··· Fragmento del texto

Sus duras críticas, expuestas en Don Quijote, no fueron tomadas en cuenta por las autoridades, ni remediadas, pues años después Quevedo, de forma agridulce, vuelve sobre el tema. Nos dice Joaquín María Moner hace más de cien años:

“Comoquiera, tanto la totalidad como los capítulos de El Quijote manifiestan una idiosincrasia jurídica, un ansia tal de ver realizado el Derecho, que no parece que a su autor dominase otra idea ni tuviera otro pensamiento. No podía ser de otra manera, si se atiende a la biografía de Cervantes, víctima casi su vida toda dentro y fuera de España, de autoridades, de empleados, de personas de nombre y prestigio, de los cuales unos le encarcelan, otros le recluyen, de otros sufre persecuciones injustas, y si se considera su escasez de bienes temporales al lado de sus infortunios y postergaciones. Compruébalo la costumbre de su época aficionada a los estudios morales y sociales y por tanto jurídicos; el trato que tuvo con letrados y magnates que debieron obligarle a esta clase de estudios, y sobre todo su grande ingenio que abrazó todos los horizontes de la ciencia”.

Al regreso de sus días de soldado y cautivo durante cinco años en Argel, tropezó con la justicia. Un evento ocurrido frente a su casa le obligó a visitar los juzgados. Cuando ejerce como comisario real de abastos, no tiene las cuentas claras y es encarcelado en Castro del Río (1592) y Sevilla (1601). El Derecho y sus gentes es un tema recurrente en Cervantes. Recordemos que en Los trabajos de Persiles y Segismunda se plantea la desconfianza con los mencionados:

“Ricla, la tesorera, que sabía muy poco o nada de la condición de escribanos y procuradores, ofreció a uno, de secreto, que andaba allí en público, dando muestras de ayudarles, no sé qué cantidad de dineros porque tomase a cargo su negocio. Lo echó a perder del todo, porque, en oliendo los sátrapas de la pluma que tenían lana los peregrinos, quisieron trasquilarlos, como es uso y costumbre, hasta los huesos, y sin duda alguna fuera así, si las fuerzas de la inocencia no permitiera el cielo que sobrepujaran a las de la malicia”.

······
··· Datos extraídos

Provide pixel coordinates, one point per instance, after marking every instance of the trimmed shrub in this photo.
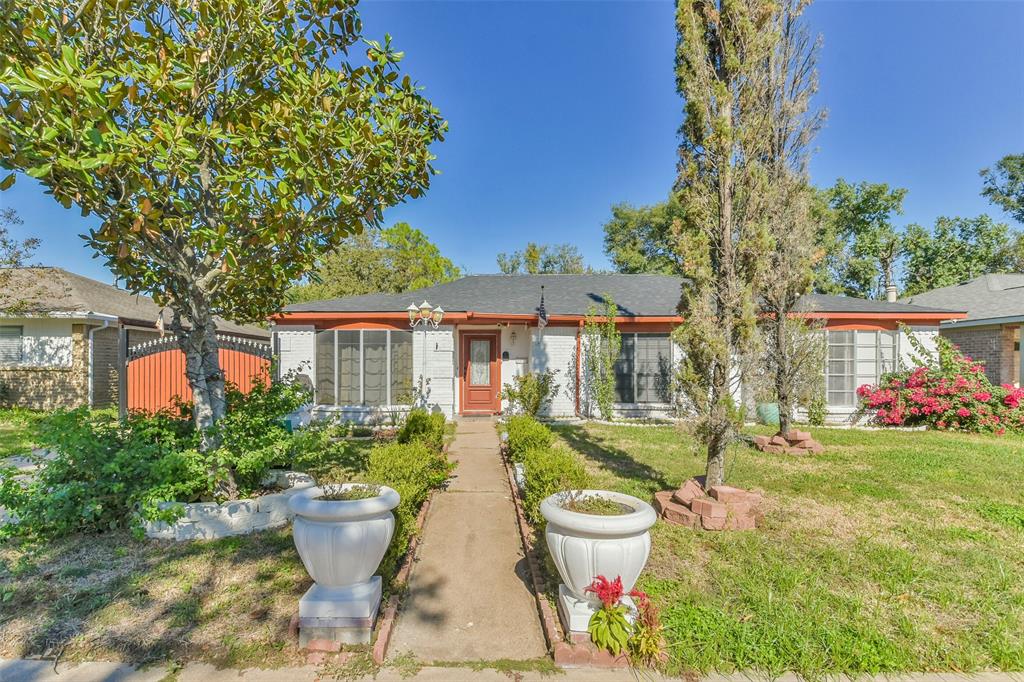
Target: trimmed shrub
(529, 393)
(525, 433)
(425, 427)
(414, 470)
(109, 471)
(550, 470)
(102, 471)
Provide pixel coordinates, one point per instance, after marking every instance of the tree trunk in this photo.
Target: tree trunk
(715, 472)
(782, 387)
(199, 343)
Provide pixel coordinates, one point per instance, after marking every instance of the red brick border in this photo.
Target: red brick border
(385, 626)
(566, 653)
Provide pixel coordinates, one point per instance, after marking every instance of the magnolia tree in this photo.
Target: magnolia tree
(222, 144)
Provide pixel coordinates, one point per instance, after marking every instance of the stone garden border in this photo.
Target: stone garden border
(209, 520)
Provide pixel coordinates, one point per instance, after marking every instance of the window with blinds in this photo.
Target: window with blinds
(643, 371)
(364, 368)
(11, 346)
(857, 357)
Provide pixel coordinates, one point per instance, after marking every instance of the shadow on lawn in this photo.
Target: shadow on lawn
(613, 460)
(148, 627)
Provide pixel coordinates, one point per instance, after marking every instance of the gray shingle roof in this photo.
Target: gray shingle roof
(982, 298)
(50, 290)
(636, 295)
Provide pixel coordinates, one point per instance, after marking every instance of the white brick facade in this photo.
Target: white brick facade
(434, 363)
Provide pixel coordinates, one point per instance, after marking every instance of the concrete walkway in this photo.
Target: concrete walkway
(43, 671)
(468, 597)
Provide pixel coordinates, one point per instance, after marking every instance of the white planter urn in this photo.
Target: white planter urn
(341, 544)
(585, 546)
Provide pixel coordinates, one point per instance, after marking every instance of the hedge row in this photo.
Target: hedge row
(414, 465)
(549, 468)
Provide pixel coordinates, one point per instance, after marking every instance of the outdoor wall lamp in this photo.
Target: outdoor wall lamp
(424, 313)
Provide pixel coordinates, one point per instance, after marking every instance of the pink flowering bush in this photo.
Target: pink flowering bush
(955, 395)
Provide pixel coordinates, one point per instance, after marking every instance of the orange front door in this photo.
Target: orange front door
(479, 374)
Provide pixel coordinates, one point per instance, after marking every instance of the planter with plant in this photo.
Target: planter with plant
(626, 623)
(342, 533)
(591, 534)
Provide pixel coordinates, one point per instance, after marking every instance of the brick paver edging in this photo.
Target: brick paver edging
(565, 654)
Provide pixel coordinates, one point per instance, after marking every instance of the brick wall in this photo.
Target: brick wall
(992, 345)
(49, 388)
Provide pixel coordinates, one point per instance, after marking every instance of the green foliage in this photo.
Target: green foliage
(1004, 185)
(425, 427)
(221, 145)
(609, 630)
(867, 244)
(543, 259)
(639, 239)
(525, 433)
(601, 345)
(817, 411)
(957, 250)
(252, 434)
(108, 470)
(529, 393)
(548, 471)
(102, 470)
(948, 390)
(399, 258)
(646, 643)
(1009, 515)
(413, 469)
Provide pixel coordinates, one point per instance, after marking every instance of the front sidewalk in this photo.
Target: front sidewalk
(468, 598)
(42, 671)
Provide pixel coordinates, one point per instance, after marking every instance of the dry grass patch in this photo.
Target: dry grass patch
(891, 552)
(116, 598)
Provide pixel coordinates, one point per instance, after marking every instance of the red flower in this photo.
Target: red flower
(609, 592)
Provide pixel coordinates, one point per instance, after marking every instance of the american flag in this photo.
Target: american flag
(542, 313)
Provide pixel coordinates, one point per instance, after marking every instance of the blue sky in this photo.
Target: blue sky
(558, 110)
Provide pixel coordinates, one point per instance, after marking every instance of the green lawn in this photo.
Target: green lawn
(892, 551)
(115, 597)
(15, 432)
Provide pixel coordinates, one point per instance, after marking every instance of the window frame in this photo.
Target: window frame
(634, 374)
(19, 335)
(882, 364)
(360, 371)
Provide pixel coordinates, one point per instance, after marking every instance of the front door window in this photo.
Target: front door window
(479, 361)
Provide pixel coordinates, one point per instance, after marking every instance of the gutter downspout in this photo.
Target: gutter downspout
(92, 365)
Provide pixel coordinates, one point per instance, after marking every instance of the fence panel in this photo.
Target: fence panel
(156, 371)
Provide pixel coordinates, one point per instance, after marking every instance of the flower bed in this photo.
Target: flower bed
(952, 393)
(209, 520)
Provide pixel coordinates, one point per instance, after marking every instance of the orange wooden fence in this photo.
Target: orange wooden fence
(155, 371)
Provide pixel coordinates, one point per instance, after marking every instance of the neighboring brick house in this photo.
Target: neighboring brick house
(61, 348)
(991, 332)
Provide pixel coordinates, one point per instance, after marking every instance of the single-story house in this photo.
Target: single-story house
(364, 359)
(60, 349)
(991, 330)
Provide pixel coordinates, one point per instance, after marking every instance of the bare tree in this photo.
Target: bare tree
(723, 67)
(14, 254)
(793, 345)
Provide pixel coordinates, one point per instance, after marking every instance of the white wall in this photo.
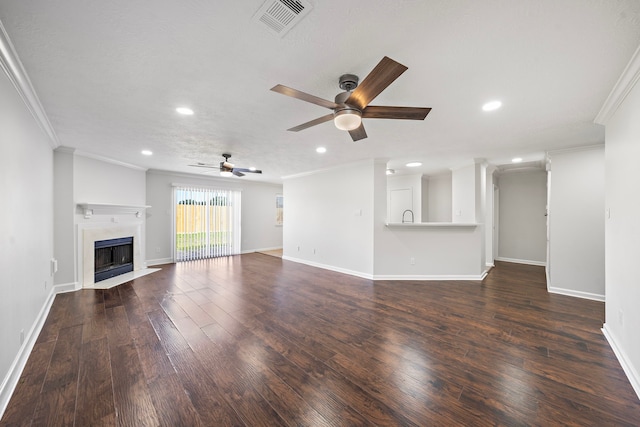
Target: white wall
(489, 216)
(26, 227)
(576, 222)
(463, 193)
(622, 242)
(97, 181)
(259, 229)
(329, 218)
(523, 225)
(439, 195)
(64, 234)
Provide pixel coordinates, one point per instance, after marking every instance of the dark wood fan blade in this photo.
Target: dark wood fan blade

······

Qué hacer — Prosigue el texto sobre Cervantes y el Derecho desde el punto en que termina. Los registros proceden de otra fuente.

Resultado —
Don Quijote, en las Novelas Ejemplares y en los entremeses El Juez de los Divorcios y La Elección de los Alcaldes de Daganzo trata estos temas jurídicos y políticos. Aunque Cervantes no es abogado, mas como hemos señalado, la obra está repleta de datos, figuras, instituciones y cuestiones jurídi-cas que trata con conocimiento Ello demuestra que Cervantes, por su vasta experiencia creativa, trabajos y estadía en diversos países, tuvo experiencias relacionadas con el mundo del Derecho y la judicatura que solventaron su conocimiento y formación intelectual y libresca que se traduce en su entendimiento jurídico. Como recorrió la Península en casi toda su extensión y convivió con gentes sencillas y poderosas, tuvo la oportunidad de apreciar las dimensiones sociales del Derecho y sufrió en persona las acciones, corruptelas, depredaciones y arrogancias de la gente de la justicia y sus instituciones: corchetes, alcaldes ordinarios, procuradores, notarios, alcaldes mayores, oidores, auditores, justicias, ministros togados y otros magistrados. Sabemos, por sus temas y dichos, que el Derecho tuvo en su creación de Don Quijote un importante lugar. De salida, el Caballero de la Triste Figura plantea que quien profesa la andante caballería, «ha de ser jurisperito, y saber de las leyes de la justicia distributiva y conmutativa, para dar a cada uno lo que es suyo y lo que conviene»”. Dos veces Don Quijote menciona la ley del encaje. Covarrubias nos la define como: “la resolución que el juez toma por lo que a él se le ha encajado en la cabeza, sin tener atención a lo que las leyes disponen”. En los consejos del alma se plantea: 
«Nunca te guíes por la ley del encaje, que suele tener mucha cabida en los ignorantes que presumen de agudos». 
La ley del encaje, o ley del capricho, contraria a la Justicia y el Derecho, es criticada por el caballero, pues un juez que aprecie su ministerio y se respete como juzgador debe guiarse por el Derecho, atemperado por la equidad, aquilatado por la prueba, sazonado por su visión de mundo, demostrando un cabal conocimiento de la naturaleza humana y enmarcado, por sobre todo, de un comportamiento ético y un fin social. La ética es la base de todas las críticas a la judicatura. En esto, como en otras cuestiones, su pensamiento jurídico no es original y sigue correctamente las autoridades de Derecho y política vigentes en su momento y de la antigüedad clásica.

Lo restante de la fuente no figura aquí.